======== Given records

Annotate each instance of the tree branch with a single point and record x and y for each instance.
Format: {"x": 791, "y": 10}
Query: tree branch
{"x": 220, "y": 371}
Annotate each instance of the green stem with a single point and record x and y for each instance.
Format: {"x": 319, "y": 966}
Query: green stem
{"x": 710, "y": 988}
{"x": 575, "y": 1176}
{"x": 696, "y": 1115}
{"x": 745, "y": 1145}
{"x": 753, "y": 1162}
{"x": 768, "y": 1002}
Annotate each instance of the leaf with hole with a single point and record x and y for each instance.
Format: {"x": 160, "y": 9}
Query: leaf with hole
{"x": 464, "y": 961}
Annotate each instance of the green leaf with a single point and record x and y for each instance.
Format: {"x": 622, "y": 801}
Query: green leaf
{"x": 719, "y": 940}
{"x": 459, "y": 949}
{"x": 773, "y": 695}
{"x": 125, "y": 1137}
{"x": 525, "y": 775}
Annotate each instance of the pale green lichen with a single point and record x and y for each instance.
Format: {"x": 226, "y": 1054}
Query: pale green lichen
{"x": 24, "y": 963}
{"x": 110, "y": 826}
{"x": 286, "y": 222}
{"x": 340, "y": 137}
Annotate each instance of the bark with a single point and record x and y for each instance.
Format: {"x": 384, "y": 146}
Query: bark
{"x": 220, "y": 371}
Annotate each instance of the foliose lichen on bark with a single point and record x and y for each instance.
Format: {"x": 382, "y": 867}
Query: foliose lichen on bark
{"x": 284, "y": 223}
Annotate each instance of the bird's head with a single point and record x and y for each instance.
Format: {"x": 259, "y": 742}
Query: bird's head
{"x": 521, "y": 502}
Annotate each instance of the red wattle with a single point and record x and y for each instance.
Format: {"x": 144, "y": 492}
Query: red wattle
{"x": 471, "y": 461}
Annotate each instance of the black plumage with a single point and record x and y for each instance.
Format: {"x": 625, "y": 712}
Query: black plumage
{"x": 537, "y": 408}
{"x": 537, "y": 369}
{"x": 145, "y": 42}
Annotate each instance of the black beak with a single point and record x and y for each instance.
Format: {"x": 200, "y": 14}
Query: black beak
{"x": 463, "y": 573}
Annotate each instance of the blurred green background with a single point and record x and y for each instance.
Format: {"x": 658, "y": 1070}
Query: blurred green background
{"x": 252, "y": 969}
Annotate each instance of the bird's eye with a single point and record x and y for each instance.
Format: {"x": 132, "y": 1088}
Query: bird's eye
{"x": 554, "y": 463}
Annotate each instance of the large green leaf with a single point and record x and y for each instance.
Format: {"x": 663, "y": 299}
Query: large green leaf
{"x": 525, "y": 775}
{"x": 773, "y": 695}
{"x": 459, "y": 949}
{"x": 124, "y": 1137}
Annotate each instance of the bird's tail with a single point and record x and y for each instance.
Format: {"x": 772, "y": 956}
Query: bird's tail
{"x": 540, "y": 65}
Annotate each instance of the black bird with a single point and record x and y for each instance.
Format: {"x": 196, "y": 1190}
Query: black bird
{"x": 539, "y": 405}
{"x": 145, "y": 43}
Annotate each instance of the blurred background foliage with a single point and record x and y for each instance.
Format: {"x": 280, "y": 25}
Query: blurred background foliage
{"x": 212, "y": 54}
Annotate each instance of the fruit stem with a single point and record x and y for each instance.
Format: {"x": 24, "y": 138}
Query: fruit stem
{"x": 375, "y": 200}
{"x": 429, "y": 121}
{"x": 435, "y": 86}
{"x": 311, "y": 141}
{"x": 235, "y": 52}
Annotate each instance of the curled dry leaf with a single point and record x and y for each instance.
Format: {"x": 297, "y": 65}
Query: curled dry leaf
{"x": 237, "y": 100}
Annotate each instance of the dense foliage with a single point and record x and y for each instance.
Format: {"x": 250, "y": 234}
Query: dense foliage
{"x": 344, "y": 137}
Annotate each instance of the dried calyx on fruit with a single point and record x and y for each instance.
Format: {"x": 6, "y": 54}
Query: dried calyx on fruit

================

Your objective:
Output the data in full, please, exactly as written.

Answer space:
Annotate each instance of the tree branch with a single point and record x and y for each instance.
Format: {"x": 791, "y": 10}
Query: tree branch
{"x": 220, "y": 371}
Annotate each instance of the green stem with a single point and record x and y for each instance.
Format: {"x": 319, "y": 966}
Query: green stem
{"x": 710, "y": 988}
{"x": 575, "y": 1176}
{"x": 696, "y": 1115}
{"x": 745, "y": 1145}
{"x": 753, "y": 1162}
{"x": 768, "y": 1002}
Annotate each instance of the leaf with hole with a single point and record x and y for each instance.
Format: {"x": 160, "y": 9}
Query: leaf with hole
{"x": 464, "y": 961}
Annotate each instance of the green leaf with a single point and record x and y for each instance.
Format: {"x": 622, "y": 801}
Query: green leaf
{"x": 719, "y": 940}
{"x": 459, "y": 949}
{"x": 773, "y": 695}
{"x": 125, "y": 1137}
{"x": 525, "y": 775}
Annotate each instance of the pale green lichen with a single point and record x and y for each instance.
Format: {"x": 226, "y": 1054}
Query: pale green lichen
{"x": 24, "y": 963}
{"x": 110, "y": 826}
{"x": 286, "y": 222}
{"x": 340, "y": 137}
Annotate each instance of the bark with a single point and record x and y for each instance.
Format: {"x": 384, "y": 146}
Query: bark
{"x": 220, "y": 371}
Annotate each instance of the foliose lichen on bark with a single point and record x and y for each instance.
Format: {"x": 382, "y": 867}
Query: foliose lichen on bark
{"x": 284, "y": 223}
Annotate each instance of the bird's head with a single point and record x and y for each instance.
Format: {"x": 259, "y": 742}
Query: bird's head
{"x": 521, "y": 502}
Annotate each instance of the red wattle with a single point and record x and y for each instance.
Format: {"x": 144, "y": 492}
Query: red wattle
{"x": 471, "y": 461}
Annotate each instance of the black plumage with a single point and record x and y for each instance.
Format: {"x": 625, "y": 712}
Query: black plumage
{"x": 537, "y": 408}
{"x": 537, "y": 369}
{"x": 145, "y": 42}
Annotate each instance of the black beak with a single point and record x and y for each instance.
Format: {"x": 200, "y": 14}
Query: black beak
{"x": 463, "y": 573}
Annotate each instance of the blurred green background with a single point and record x and y for each instance.
Format: {"x": 658, "y": 1070}
Query: blurred green background
{"x": 252, "y": 969}
Annotate each instance of the bird's eye with a single point and record x and y for each instance.
Format: {"x": 132, "y": 1088}
Query: bird's eye
{"x": 554, "y": 463}
Annotate each instance of the large green leaf with a single point and record x and y for each instance.
Format: {"x": 663, "y": 299}
Query: large green leaf
{"x": 525, "y": 775}
{"x": 773, "y": 695}
{"x": 459, "y": 949}
{"x": 124, "y": 1137}
Annotate each instance of the bird's tail with a single point and record x and y for each instance.
Format: {"x": 772, "y": 956}
Query: bird's tail
{"x": 540, "y": 65}
Annotate each instance of the black bird with a single point and record x and y for each instance.
Format: {"x": 196, "y": 1190}
Query: black bird
{"x": 539, "y": 405}
{"x": 145, "y": 43}
Annotate each instance of the blurred background foliage with a single point and record x and y for each instance.
Format: {"x": 280, "y": 25}
Query: blurred background foliage
{"x": 212, "y": 54}
Annotate each instance of the fruit stem with a single point and record x and y for each instance.
Format: {"x": 24, "y": 138}
Query: fruit stem
{"x": 375, "y": 200}
{"x": 429, "y": 121}
{"x": 435, "y": 86}
{"x": 311, "y": 141}
{"x": 235, "y": 52}
Annotate each instance of the curled dry leaf with a single point and record x and y for each instance.
Format: {"x": 297, "y": 65}
Query: curled dry leaf
{"x": 237, "y": 100}
Annotate each instance of the dense foliage with a single point and record x and y for each instance.
Format: {"x": 250, "y": 234}
Query: dense foliage
{"x": 344, "y": 137}
Annotate each instance of the dried calyx on fruit with a single point and record x and y for each instance.
Format: {"x": 6, "y": 54}
Query: dried calyx on fruit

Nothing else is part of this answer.